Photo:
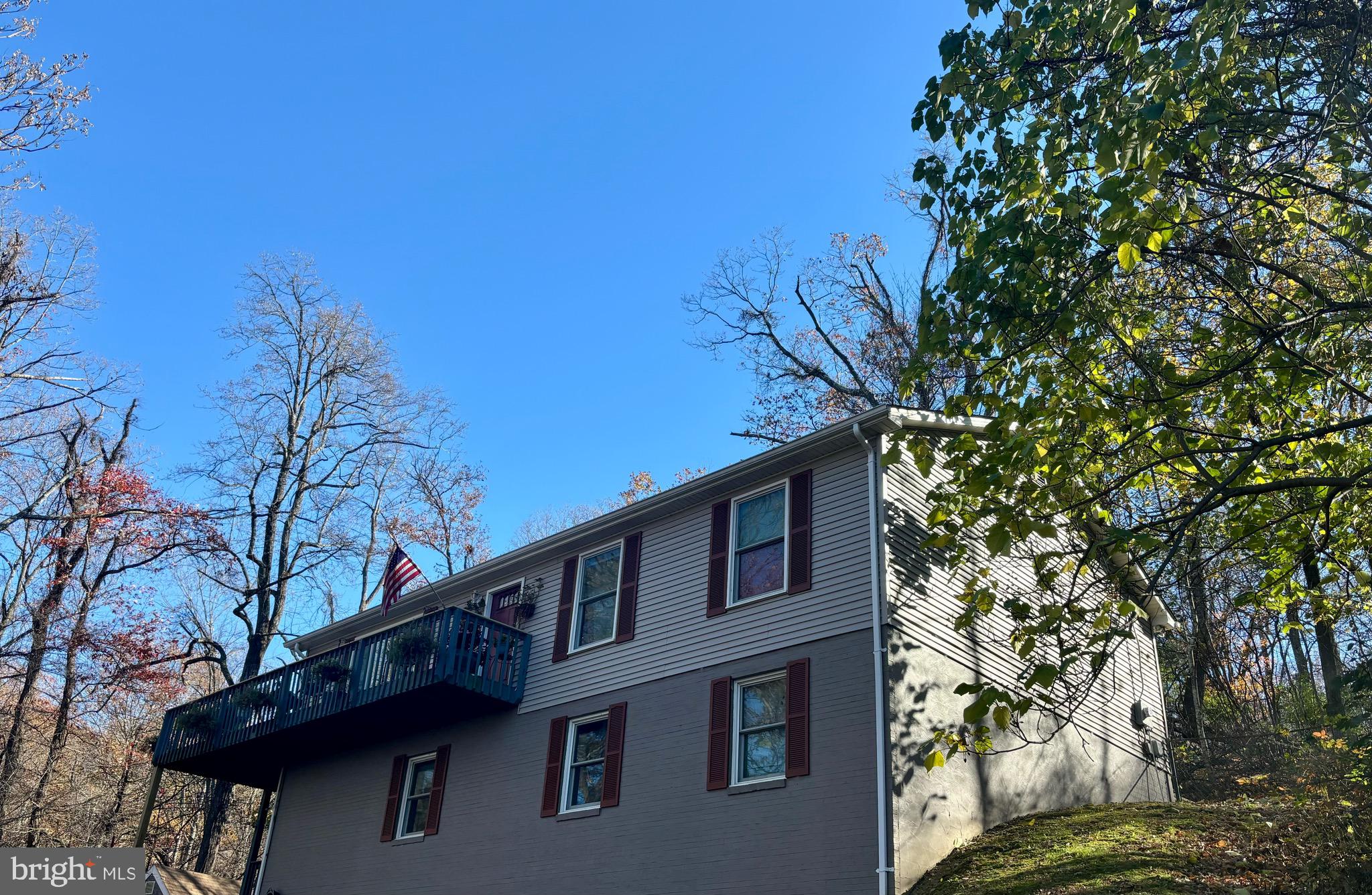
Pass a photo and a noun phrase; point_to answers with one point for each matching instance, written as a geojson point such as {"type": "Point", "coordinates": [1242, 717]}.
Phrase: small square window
{"type": "Point", "coordinates": [597, 598]}
{"type": "Point", "coordinates": [759, 567]}
{"type": "Point", "coordinates": [413, 809]}
{"type": "Point", "coordinates": [585, 762]}
{"type": "Point", "coordinates": [760, 728]}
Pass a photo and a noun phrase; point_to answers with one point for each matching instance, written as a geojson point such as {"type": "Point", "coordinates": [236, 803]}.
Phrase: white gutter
{"type": "Point", "coordinates": [878, 666]}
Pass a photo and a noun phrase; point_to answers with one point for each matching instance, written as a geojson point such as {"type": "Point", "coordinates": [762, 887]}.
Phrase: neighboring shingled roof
{"type": "Point", "coordinates": [174, 882]}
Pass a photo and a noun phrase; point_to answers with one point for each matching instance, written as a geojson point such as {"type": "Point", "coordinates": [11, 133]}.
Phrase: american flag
{"type": "Point", "coordinates": [399, 571]}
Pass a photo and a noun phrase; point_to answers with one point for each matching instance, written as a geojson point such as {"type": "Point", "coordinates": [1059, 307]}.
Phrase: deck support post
{"type": "Point", "coordinates": [257, 841]}
{"type": "Point", "coordinates": [147, 806]}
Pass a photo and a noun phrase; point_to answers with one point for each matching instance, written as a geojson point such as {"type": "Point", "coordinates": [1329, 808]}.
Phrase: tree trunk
{"type": "Point", "coordinates": [61, 725]}
{"type": "Point", "coordinates": [1302, 659]}
{"type": "Point", "coordinates": [1324, 640]}
{"type": "Point", "coordinates": [109, 833]}
{"type": "Point", "coordinates": [1203, 648]}
{"type": "Point", "coordinates": [216, 803]}
{"type": "Point", "coordinates": [11, 758]}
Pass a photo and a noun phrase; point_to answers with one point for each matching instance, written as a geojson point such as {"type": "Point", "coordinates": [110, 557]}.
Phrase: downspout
{"type": "Point", "coordinates": [878, 666]}
{"type": "Point", "coordinates": [271, 828]}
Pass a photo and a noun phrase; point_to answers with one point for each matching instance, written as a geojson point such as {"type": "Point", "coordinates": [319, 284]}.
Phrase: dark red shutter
{"type": "Point", "coordinates": [717, 592]}
{"type": "Point", "coordinates": [553, 766]}
{"type": "Point", "coordinates": [564, 608]}
{"type": "Point", "coordinates": [393, 799]}
{"type": "Point", "coordinates": [629, 588]}
{"type": "Point", "coordinates": [797, 718]}
{"type": "Point", "coordinates": [437, 793]}
{"type": "Point", "coordinates": [799, 571]}
{"type": "Point", "coordinates": [614, 754]}
{"type": "Point", "coordinates": [721, 711]}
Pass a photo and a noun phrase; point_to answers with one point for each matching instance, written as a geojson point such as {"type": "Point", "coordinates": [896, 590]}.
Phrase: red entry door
{"type": "Point", "coordinates": [505, 604]}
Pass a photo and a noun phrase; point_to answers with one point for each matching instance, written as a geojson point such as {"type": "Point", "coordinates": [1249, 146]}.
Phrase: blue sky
{"type": "Point", "coordinates": [518, 192]}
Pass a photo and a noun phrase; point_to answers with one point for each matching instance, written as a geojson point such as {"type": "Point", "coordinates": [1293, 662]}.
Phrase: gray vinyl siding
{"type": "Point", "coordinates": [669, 835]}
{"type": "Point", "coordinates": [673, 633]}
{"type": "Point", "coordinates": [1097, 760]}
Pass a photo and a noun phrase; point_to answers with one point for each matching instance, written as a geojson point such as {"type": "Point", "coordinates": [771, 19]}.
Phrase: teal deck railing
{"type": "Point", "coordinates": [450, 647]}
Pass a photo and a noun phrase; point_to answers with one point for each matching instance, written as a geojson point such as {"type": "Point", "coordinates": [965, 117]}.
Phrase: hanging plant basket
{"type": "Point", "coordinates": [198, 719]}
{"type": "Point", "coordinates": [331, 670]}
{"type": "Point", "coordinates": [411, 648]}
{"type": "Point", "coordinates": [254, 699]}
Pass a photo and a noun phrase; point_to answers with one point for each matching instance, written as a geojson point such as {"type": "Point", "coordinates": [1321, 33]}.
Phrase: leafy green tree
{"type": "Point", "coordinates": [1160, 216]}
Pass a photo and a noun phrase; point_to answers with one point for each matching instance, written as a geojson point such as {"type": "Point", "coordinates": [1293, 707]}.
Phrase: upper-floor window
{"type": "Point", "coordinates": [597, 598]}
{"type": "Point", "coordinates": [759, 551]}
{"type": "Point", "coordinates": [415, 798]}
{"type": "Point", "coordinates": [585, 762]}
{"type": "Point", "coordinates": [760, 728]}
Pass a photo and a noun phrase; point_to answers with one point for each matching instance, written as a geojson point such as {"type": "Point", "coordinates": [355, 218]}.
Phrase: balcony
{"type": "Point", "coordinates": [439, 667]}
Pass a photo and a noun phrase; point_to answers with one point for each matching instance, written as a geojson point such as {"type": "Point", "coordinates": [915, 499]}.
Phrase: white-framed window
{"type": "Point", "coordinates": [597, 596]}
{"type": "Point", "coordinates": [584, 765]}
{"type": "Point", "coordinates": [759, 728]}
{"type": "Point", "coordinates": [415, 795]}
{"type": "Point", "coordinates": [759, 544]}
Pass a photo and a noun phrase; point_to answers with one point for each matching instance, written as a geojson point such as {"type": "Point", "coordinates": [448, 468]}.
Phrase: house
{"type": "Point", "coordinates": [715, 689]}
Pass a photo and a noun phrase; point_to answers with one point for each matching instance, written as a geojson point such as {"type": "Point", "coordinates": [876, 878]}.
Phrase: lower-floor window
{"type": "Point", "coordinates": [419, 784]}
{"type": "Point", "coordinates": [760, 728]}
{"type": "Point", "coordinates": [585, 762]}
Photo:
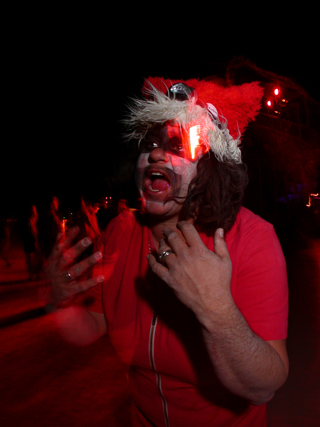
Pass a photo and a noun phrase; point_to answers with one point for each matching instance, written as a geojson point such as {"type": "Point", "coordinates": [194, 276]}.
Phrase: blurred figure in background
{"type": "Point", "coordinates": [49, 225]}
{"type": "Point", "coordinates": [29, 237]}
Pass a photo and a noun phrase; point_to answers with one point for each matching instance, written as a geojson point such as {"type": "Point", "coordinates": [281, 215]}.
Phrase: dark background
{"type": "Point", "coordinates": [68, 80]}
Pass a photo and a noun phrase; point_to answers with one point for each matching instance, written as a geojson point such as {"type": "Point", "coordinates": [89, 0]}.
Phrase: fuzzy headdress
{"type": "Point", "coordinates": [224, 112]}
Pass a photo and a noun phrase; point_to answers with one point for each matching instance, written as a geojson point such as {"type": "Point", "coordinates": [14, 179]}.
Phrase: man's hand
{"type": "Point", "coordinates": [63, 272]}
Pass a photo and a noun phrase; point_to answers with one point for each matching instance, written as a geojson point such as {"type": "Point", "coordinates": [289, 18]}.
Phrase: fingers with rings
{"type": "Point", "coordinates": [164, 251]}
{"type": "Point", "coordinates": [164, 254]}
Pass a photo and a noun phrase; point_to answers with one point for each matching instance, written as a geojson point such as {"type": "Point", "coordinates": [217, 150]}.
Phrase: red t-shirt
{"type": "Point", "coordinates": [171, 377]}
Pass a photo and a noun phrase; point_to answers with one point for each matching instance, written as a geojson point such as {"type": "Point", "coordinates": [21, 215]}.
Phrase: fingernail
{"type": "Point", "coordinates": [86, 241]}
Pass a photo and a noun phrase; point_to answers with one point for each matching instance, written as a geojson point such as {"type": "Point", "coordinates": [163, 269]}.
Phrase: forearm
{"type": "Point", "coordinates": [79, 326]}
{"type": "Point", "coordinates": [245, 364]}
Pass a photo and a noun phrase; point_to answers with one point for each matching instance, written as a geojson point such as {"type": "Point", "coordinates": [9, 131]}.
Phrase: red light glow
{"type": "Point", "coordinates": [194, 134]}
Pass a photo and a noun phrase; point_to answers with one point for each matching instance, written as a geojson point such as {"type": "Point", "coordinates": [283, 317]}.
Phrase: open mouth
{"type": "Point", "coordinates": [157, 181]}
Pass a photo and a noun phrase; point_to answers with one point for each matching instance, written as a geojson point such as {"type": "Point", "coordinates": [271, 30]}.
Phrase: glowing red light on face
{"type": "Point", "coordinates": [194, 135]}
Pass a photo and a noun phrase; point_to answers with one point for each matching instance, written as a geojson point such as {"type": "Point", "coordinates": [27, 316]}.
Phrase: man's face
{"type": "Point", "coordinates": [165, 170]}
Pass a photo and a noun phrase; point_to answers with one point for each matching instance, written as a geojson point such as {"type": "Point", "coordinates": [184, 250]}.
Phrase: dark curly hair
{"type": "Point", "coordinates": [215, 194]}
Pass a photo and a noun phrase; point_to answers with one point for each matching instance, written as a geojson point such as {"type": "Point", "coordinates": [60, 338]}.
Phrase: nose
{"type": "Point", "coordinates": [158, 155]}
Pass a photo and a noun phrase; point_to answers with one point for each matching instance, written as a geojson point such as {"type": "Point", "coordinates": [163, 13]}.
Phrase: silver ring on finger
{"type": "Point", "coordinates": [164, 254]}
{"type": "Point", "coordinates": [69, 277]}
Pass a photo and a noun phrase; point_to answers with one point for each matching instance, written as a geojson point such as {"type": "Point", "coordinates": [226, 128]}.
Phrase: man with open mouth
{"type": "Point", "coordinates": [192, 290]}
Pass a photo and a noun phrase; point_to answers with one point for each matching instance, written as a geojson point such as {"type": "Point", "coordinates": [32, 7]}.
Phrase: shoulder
{"type": "Point", "coordinates": [251, 234]}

|---|

> PROBLEM TO WORK ON:
Pull out every line above that contains the word "background".

> RESPONSE FOR THIS EXERCISE:
Phrase: blurred figure in background
Phrase: dark background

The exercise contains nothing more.